Schreiben Sie den Textauszug zwischen „Aufgrund der spezifischen“ und „in Kauf genommen?“, beide einschließlich, neu. Ersetzen Sie dabei „Risiken“ durch „Gefahren“.

=== Textauszug ===
▬▬▬
Sich allein auf die sprachlichen Probleme, also lediglich auf die Ebene der Kommunikationssituation zu beschränken wäre allerdings ein allzu reduktionistischer Ansatz und würde weitere Folgen ausblenden. So werden etwa dolmetschende Jugendliche durch die ihnen übertragene Verantwortung oft in eine Erwachsenenrolle gedrängt, was zu einer Rollenumkehr innerhalb der Familie und damit einhergehenden Konflikten führen kann: „Schulanmeldung habe ich selbst machen müssen“, „die Mama ist schon mitgegangen, aber ich habe es selber machen müssen“, „eigentlich bräuchte ich keine Eltern dafür“ , „das ist ein komisches Gefühl, wenn deine eigene Mutter auf dich angewiesen ist“, lauteten diesbezügliche Aussagen. Ein weiterer Faktor ist der damit verbundene Zeitaufwand auf Kosten der Freizeit („Ich würde gerne Freunde, Freundin treffen“), der Arbeitszeit („ich muss freinehmen, wenn ich [dolmetschen] gehen muss“) oder des Schulunterrichts. Werden besonders sensible Inhalte gedolmetscht, etwa medizinische Diagnosen wie Krebs oder fremdenpolizeiliche, finanzielle Angelegenheiten, so besteht die Gefahr einer hohen psychischen Belastung. Diese muss aber nicht unbedingt aus dem Gesprächsinhalt resultieren sondern kann allein durch die Gesprächskonstellation bedingt sein. So etwa Scham aufgrund der Exponiertheit („wenn ich unter so vielen Augen bin“, „es ist – unangenehm“), der mangelnden Sprachkenntnisse der Mutter, oder des mangelnden Prestiges der eigenen Erstsprache („Wenn ich so Türkisch rede [beim Dolmetschen] schauen sie immer voll komisch“).

Aufgrund der spezifischen Fachterminologien, deren Komplexität nicht nur den Erfahrungshorizont und das Weltwissen von Kindern und Jugendlichen unabhängig von ihrer Erstsprache übersteigt, sondern auch deutschsprachigen Erwachsenen Probleme bereiten können oder sogar professionellen Dolmetscher_innen vorangehende Recherchen abverlangen, entsteht auch oft das Gefühl, die Sprachen nicht richtig zu beherrschen.

Weshalb werden diese Risiken in Kauf genommen?
In Großbritannien, Schweden und Australien beispielsweise wurden bereits in den vergangenen Jahrzehnten spezielle Lehrgänge, eigene Akkreditierungsverfahren und ein weitgehend flächendeckendes Angebot von „Community Interpreting“ bzw. „Public  Service Interpreting“ etabliert. Weshalb aber gibt es in Österreich keine vergleichbare Infrastruktur? Wohl kaum wegen des mangelnden Bedarfs.
▬▬▬
=== Bereitgestellte Daten ===
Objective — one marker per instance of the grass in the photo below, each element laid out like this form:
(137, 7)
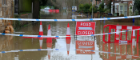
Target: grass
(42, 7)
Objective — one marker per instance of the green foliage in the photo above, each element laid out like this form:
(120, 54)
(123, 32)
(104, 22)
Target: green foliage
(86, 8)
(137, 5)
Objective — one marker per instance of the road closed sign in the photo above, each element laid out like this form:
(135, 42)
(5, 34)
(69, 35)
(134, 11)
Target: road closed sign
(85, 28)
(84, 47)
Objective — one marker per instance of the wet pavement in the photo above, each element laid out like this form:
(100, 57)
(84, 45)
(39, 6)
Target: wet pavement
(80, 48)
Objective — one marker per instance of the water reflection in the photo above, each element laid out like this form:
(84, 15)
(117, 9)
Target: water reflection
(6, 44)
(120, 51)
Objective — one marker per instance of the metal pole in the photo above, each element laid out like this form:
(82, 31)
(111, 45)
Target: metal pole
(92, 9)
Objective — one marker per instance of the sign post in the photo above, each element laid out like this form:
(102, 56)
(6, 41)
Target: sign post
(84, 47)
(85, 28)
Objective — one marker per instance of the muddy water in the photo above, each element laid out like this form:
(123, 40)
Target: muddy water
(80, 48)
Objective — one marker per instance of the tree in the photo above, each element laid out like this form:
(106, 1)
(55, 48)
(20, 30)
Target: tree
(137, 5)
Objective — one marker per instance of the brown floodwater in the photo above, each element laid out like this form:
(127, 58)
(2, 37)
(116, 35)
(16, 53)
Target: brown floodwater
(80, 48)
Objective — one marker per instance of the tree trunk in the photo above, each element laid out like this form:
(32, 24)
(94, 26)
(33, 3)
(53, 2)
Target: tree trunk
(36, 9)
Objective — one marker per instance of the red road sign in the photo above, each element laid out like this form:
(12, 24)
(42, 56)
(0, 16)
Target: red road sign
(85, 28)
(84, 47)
▬▬▬
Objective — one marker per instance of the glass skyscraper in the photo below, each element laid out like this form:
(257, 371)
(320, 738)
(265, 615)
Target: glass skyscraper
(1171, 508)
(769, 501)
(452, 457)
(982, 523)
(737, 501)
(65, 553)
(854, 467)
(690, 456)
▬▬▬
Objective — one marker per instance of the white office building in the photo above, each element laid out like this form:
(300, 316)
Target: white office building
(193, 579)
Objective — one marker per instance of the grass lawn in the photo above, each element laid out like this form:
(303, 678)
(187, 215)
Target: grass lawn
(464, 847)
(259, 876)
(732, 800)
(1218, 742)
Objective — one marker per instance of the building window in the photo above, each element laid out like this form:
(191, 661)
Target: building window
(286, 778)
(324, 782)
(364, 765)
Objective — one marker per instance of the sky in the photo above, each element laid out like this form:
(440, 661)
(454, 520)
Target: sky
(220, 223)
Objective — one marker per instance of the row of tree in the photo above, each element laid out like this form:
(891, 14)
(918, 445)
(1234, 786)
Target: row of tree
▬▬▬
=== Antwort ===
Aufgrund der spezifischen Fachterminologien, deren Komplexität nicht nur den Erfahrungshorizont und das Weltwissen von Kindern und Jugendlichen unabhängig von ihrer Erstsprache übersteigt, sondern auch deutschsprachigen Erwachsenen Probleme bereiten können oder sogar professionellen Dolmetscher_innen vorangehende Recherchen abverlangen, entsteht auch oft das Gefühl, die Sprachen nicht richtig zu beherrschen.

Weshalb werden diese Gefahren in Kauf genommen?